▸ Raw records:
◆ ◆ ◆ ◆

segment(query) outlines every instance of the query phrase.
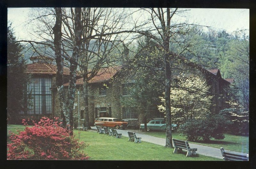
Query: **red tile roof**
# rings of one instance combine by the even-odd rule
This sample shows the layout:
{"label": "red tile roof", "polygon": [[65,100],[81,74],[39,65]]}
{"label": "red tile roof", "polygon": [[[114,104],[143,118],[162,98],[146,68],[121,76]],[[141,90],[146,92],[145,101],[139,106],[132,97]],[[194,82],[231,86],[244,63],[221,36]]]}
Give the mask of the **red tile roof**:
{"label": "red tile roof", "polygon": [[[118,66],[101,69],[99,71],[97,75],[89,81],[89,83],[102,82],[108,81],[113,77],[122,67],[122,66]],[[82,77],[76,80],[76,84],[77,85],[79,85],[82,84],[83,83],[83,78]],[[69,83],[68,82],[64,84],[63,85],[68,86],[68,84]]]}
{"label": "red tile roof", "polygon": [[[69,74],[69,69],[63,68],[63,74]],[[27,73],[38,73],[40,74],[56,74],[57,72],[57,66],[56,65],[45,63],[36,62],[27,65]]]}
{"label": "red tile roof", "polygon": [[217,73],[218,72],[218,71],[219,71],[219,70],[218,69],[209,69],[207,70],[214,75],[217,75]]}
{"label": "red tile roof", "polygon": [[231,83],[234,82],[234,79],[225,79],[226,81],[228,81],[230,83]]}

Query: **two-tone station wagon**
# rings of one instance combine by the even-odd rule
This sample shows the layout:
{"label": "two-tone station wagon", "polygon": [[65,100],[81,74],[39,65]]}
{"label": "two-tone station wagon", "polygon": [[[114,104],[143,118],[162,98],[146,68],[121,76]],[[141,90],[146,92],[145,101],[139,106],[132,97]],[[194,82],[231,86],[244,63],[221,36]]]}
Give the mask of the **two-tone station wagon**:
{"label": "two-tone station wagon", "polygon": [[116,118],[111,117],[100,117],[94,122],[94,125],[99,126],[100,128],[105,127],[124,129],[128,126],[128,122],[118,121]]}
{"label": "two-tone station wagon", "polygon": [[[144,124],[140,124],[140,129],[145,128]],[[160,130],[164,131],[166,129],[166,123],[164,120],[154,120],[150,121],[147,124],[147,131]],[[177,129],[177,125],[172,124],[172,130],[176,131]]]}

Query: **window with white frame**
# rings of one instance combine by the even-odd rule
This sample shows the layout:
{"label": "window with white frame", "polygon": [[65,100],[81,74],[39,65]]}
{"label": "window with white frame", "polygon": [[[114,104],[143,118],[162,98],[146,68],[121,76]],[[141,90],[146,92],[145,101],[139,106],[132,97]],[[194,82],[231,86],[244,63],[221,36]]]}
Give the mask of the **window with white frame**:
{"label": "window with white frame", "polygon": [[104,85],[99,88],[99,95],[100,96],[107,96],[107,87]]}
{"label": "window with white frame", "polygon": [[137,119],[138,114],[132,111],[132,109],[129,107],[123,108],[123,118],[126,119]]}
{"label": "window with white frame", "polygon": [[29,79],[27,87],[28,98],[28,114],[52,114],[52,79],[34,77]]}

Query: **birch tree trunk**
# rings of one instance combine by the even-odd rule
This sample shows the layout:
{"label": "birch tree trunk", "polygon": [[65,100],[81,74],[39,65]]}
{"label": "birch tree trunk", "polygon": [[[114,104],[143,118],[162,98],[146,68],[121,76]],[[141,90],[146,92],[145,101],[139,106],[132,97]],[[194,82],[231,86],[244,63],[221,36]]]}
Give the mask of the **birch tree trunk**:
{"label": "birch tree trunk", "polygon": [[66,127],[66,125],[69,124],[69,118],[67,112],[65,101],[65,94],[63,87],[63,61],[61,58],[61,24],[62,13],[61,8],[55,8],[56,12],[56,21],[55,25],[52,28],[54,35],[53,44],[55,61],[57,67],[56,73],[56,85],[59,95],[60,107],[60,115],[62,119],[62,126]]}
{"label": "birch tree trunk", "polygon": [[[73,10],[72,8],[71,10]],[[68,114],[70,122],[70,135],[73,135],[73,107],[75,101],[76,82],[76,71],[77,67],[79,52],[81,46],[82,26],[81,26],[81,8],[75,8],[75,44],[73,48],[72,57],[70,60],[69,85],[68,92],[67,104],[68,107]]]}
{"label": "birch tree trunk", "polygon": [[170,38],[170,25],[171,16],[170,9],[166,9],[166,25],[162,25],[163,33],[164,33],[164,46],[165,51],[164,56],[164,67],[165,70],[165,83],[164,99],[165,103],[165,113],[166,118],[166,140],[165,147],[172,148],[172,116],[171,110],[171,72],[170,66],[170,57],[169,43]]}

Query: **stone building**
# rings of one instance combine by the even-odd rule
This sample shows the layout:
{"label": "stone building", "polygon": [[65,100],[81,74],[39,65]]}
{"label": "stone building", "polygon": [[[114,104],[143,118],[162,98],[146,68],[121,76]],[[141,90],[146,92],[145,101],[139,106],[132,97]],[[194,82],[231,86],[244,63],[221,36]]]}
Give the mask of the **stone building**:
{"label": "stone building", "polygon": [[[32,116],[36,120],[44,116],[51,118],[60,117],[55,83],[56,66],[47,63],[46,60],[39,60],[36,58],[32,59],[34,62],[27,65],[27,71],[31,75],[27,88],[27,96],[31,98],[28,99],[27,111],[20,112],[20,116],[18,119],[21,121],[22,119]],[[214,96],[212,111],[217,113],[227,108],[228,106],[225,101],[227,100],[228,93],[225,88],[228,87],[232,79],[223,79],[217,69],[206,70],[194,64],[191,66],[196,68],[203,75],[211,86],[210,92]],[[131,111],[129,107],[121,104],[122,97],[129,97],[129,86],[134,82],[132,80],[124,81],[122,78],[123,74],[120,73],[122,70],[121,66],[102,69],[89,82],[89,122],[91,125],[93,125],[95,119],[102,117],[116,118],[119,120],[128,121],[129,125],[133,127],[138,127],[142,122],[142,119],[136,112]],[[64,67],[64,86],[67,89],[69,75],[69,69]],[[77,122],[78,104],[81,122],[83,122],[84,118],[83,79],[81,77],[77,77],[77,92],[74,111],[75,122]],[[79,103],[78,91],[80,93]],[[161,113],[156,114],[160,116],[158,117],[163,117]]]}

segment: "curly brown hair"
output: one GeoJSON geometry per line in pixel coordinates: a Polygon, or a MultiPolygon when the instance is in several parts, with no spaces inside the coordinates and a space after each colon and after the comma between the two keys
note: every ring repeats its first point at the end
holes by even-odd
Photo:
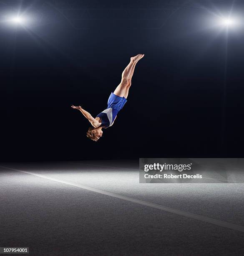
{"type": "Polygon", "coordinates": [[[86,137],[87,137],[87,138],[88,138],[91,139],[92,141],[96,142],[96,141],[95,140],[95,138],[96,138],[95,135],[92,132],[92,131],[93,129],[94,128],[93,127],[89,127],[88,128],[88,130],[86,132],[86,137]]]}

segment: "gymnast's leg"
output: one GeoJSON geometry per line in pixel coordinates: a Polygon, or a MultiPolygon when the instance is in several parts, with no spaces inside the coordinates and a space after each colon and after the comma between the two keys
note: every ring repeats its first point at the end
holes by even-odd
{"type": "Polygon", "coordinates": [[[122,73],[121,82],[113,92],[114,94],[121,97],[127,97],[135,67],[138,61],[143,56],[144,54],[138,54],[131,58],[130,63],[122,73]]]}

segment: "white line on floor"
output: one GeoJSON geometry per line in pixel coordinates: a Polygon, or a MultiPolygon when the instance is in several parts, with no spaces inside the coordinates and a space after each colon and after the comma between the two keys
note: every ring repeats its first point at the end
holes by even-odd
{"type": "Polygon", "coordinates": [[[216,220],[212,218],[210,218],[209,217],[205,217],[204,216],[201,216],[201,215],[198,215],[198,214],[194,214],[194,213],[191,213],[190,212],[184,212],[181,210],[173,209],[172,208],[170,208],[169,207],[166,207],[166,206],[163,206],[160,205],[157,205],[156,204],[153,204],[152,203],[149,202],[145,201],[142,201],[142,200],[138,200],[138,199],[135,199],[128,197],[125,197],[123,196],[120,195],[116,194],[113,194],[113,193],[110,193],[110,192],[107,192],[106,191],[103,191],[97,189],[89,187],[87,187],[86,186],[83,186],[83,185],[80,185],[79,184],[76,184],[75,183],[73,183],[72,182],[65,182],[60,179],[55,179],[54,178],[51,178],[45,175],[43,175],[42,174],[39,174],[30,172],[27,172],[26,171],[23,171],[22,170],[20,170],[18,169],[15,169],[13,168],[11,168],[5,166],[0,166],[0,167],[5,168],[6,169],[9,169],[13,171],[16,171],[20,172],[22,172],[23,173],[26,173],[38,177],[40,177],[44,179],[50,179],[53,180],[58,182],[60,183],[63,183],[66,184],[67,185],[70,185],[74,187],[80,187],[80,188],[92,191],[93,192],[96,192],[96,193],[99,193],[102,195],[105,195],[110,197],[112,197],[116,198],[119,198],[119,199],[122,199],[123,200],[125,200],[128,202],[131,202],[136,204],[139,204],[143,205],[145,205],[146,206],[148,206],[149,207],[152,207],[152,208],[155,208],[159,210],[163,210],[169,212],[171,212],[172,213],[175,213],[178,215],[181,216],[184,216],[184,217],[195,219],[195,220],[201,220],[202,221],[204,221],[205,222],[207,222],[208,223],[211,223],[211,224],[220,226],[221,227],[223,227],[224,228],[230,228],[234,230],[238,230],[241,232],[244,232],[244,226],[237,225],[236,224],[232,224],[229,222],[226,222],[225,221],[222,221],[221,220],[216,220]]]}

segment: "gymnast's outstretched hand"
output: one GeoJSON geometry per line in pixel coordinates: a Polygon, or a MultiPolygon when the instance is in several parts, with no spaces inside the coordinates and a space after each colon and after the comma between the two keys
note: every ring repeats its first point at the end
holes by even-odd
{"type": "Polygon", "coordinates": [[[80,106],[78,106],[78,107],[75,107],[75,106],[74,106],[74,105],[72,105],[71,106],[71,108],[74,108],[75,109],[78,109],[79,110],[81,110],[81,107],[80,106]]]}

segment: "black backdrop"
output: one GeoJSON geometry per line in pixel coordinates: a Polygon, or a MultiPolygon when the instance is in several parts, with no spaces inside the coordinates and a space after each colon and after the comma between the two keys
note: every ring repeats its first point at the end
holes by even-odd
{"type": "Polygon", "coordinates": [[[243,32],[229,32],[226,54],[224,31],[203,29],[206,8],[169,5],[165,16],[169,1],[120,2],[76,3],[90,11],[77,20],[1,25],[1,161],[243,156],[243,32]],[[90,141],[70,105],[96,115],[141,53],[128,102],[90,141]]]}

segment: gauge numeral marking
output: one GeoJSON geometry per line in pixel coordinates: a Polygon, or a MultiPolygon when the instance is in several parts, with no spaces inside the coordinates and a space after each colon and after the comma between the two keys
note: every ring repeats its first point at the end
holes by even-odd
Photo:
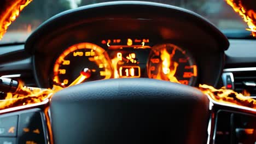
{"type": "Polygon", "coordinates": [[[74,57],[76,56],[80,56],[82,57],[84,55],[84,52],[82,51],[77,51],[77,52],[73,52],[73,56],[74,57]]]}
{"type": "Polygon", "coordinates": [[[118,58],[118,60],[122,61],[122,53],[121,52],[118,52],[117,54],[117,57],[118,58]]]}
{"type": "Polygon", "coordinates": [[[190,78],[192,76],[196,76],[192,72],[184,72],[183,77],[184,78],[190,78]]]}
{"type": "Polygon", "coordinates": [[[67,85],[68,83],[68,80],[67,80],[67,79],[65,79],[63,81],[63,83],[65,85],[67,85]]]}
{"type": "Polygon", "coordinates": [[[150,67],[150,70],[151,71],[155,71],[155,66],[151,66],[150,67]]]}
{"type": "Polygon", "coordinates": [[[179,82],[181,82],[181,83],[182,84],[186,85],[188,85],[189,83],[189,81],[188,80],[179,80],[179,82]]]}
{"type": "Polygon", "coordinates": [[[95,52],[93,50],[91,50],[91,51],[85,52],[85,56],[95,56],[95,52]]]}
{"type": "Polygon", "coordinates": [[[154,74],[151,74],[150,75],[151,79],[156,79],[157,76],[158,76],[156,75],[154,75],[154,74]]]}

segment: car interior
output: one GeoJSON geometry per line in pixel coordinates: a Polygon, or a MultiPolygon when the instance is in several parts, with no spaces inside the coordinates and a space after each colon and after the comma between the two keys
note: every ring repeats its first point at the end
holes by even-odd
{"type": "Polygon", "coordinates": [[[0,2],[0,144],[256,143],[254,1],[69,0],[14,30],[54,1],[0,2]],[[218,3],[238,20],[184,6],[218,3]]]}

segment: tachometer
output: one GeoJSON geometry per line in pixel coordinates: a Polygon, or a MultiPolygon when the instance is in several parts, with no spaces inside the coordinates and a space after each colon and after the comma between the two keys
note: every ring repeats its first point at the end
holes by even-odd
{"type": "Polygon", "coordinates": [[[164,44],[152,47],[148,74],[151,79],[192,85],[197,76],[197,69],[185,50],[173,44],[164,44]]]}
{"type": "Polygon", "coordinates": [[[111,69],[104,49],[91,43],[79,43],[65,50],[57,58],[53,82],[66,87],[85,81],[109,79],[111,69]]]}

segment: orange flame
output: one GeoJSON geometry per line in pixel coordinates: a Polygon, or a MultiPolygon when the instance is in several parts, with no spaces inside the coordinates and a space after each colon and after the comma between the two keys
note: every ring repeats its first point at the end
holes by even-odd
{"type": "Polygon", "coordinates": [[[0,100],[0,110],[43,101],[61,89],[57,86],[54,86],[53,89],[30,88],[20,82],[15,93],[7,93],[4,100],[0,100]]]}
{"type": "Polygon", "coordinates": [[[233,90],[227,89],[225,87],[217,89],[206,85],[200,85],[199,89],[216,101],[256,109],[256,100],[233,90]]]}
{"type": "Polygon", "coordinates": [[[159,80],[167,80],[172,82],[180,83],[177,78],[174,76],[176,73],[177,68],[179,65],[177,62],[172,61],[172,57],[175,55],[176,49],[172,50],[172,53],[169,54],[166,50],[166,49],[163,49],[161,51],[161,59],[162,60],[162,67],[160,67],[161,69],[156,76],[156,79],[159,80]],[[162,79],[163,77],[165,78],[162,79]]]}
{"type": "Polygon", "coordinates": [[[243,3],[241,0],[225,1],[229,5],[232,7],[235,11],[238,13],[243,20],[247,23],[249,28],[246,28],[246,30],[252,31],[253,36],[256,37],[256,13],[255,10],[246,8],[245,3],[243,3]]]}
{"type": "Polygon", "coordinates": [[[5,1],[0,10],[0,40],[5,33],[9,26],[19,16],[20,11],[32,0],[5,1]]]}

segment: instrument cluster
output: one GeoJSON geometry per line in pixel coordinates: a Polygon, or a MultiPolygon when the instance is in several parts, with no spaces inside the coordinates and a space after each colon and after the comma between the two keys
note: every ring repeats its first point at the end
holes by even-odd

◆ ◆ ◆ ◆

▸ Given instruction: Write out exactly the lines of the entries above that run from the line containing "segment: orange flame" through the last line, including both.

▸ Exercise output:
segment: orange flame
output: one GeoJSON geometry per line in pixel coordinates: a Polygon, or a MultiPolygon when the instance is in several parts, with no spaces inside the coordinates and a space after each colon and after the comma between the two keys
note: every ring repeats its first point at the end
holes by even-odd
{"type": "Polygon", "coordinates": [[[0,100],[0,110],[43,101],[61,89],[57,86],[54,86],[53,89],[30,88],[20,82],[15,93],[7,93],[4,100],[0,100]]]}
{"type": "Polygon", "coordinates": [[[233,90],[227,89],[225,87],[217,89],[206,85],[200,85],[199,89],[216,101],[256,109],[256,100],[233,90]]]}
{"type": "Polygon", "coordinates": [[[159,80],[167,80],[172,82],[180,83],[177,78],[174,76],[176,73],[177,68],[179,65],[177,62],[172,61],[172,57],[175,55],[176,49],[172,50],[172,53],[169,54],[166,50],[166,49],[163,49],[161,51],[161,59],[162,60],[162,67],[160,67],[161,69],[156,76],[156,79],[159,80]],[[162,79],[163,77],[165,78],[162,79]]]}
{"type": "Polygon", "coordinates": [[[243,3],[241,0],[225,1],[229,5],[232,7],[235,11],[238,13],[243,20],[247,23],[249,28],[246,28],[246,30],[252,31],[253,36],[256,37],[256,13],[255,10],[246,8],[245,3],[243,3]]]}
{"type": "Polygon", "coordinates": [[[5,1],[0,10],[0,40],[5,33],[9,26],[19,16],[20,11],[32,0],[5,1]]]}

segment: instrument cluster
output: one GeoJSON geometry per line in pixel coordinates: a Polygon, or a MultiPolygon when the instance is in several parts, with no spaces inside the coordinates and a space after each colon and after the comma between the two keys
note: every ring repeats its first point at the end
holes by even-odd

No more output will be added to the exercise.